(Dataset entries)
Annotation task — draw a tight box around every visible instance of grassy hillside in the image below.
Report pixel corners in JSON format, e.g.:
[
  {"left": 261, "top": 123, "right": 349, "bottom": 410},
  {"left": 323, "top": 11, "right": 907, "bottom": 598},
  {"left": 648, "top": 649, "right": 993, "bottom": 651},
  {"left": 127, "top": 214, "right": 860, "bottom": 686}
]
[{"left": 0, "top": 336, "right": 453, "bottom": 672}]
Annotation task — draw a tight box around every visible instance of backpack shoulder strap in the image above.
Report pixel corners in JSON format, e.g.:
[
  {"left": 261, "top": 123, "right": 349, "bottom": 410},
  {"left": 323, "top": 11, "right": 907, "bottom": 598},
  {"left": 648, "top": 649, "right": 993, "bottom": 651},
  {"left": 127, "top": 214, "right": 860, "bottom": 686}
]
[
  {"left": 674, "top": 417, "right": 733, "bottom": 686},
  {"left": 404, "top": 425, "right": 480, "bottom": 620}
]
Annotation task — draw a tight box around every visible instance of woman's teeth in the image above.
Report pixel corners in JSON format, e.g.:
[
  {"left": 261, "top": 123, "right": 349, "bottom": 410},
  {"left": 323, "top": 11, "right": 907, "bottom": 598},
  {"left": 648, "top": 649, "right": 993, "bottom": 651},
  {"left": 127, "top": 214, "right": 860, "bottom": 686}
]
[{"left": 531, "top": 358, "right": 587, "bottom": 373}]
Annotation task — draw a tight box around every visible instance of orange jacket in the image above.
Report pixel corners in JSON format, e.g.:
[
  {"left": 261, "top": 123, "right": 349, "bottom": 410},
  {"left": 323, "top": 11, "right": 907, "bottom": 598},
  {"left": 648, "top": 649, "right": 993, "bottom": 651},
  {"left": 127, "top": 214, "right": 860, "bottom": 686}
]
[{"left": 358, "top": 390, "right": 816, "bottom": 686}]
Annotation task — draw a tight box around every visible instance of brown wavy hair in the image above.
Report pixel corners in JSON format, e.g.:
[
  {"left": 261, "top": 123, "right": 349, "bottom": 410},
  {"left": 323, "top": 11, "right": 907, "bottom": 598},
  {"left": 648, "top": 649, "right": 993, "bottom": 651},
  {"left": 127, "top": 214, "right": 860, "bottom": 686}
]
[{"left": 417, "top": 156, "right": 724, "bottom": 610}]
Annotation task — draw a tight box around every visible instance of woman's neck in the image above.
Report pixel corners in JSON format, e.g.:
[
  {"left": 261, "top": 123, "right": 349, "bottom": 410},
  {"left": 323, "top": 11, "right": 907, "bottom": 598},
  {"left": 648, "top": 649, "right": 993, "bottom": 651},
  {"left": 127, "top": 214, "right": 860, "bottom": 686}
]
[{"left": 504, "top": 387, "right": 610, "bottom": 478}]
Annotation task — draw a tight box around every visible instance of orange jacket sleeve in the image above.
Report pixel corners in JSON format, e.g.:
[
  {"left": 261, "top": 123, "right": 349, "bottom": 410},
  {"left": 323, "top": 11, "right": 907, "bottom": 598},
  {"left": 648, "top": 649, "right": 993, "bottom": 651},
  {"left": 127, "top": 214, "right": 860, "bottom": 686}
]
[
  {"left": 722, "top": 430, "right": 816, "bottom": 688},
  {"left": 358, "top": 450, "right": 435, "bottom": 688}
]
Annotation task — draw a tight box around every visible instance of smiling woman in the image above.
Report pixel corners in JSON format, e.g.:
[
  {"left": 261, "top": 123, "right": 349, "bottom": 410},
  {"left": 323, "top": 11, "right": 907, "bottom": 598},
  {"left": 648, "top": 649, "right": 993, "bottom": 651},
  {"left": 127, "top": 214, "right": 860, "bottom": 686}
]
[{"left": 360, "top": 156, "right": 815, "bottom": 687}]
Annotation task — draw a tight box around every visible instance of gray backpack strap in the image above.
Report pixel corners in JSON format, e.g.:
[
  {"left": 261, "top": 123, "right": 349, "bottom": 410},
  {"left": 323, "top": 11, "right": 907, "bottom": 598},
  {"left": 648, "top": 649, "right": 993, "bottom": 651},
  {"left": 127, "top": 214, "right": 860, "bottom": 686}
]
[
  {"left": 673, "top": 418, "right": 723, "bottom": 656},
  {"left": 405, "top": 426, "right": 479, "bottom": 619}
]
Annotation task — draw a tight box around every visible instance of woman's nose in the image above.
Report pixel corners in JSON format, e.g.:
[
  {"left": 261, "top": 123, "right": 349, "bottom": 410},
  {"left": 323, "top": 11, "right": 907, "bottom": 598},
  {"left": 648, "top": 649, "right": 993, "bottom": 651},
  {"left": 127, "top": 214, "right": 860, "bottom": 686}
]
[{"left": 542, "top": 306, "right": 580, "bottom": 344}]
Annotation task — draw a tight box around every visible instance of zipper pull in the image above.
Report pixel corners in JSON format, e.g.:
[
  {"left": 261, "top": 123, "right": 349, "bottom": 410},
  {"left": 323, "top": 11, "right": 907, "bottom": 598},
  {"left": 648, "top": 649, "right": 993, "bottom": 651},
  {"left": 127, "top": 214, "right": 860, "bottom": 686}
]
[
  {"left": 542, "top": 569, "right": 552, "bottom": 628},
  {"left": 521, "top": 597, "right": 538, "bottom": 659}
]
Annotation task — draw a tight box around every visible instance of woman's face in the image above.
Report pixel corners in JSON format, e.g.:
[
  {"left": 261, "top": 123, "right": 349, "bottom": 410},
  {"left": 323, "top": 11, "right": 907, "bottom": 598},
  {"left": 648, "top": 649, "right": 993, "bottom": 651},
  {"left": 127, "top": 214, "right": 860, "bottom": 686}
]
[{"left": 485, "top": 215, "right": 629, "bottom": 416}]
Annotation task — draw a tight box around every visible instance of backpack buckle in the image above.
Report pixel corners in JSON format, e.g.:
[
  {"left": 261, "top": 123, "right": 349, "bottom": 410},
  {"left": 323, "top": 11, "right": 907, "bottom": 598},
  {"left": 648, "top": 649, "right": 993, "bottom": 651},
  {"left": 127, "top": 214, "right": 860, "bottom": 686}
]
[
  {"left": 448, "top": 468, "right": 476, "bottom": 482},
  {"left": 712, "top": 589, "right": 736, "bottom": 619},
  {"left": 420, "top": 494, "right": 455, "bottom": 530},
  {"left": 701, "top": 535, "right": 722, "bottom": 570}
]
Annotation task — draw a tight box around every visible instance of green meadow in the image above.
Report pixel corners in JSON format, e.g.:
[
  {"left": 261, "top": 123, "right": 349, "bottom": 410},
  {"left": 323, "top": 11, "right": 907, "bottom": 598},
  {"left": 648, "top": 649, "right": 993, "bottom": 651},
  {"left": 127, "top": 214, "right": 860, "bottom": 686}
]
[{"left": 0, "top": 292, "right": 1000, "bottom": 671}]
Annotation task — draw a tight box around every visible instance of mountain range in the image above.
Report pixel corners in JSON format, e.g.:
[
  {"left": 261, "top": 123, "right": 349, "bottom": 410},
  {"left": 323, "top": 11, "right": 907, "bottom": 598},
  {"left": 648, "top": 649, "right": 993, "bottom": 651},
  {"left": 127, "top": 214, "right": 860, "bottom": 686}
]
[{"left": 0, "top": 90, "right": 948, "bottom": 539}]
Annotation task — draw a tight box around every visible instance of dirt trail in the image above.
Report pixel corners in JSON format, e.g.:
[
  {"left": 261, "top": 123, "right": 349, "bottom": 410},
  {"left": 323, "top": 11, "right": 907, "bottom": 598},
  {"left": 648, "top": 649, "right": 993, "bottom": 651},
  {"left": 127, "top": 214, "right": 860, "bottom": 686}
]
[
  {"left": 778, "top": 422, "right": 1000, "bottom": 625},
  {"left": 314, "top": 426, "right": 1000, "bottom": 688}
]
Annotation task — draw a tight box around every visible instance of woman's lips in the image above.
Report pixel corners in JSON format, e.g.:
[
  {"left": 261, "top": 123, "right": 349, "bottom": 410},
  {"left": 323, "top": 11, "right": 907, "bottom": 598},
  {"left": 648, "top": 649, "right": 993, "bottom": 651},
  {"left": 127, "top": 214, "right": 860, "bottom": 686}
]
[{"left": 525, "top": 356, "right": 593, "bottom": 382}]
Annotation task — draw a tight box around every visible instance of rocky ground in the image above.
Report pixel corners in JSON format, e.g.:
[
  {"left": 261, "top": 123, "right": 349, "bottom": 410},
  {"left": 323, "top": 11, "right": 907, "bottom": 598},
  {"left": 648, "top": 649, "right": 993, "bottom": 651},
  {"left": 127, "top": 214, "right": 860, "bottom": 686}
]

== Exercise requirements ==
Identify each line above that contains the string "strap" and copy it out. Match case exactly.

== Complete answer ==
Annotation task — draw a tight box around every visible instance of backpack shoulder strap in the image above.
Annotation task — draw a tight box around every visible instance of gray backpack strap in the image above.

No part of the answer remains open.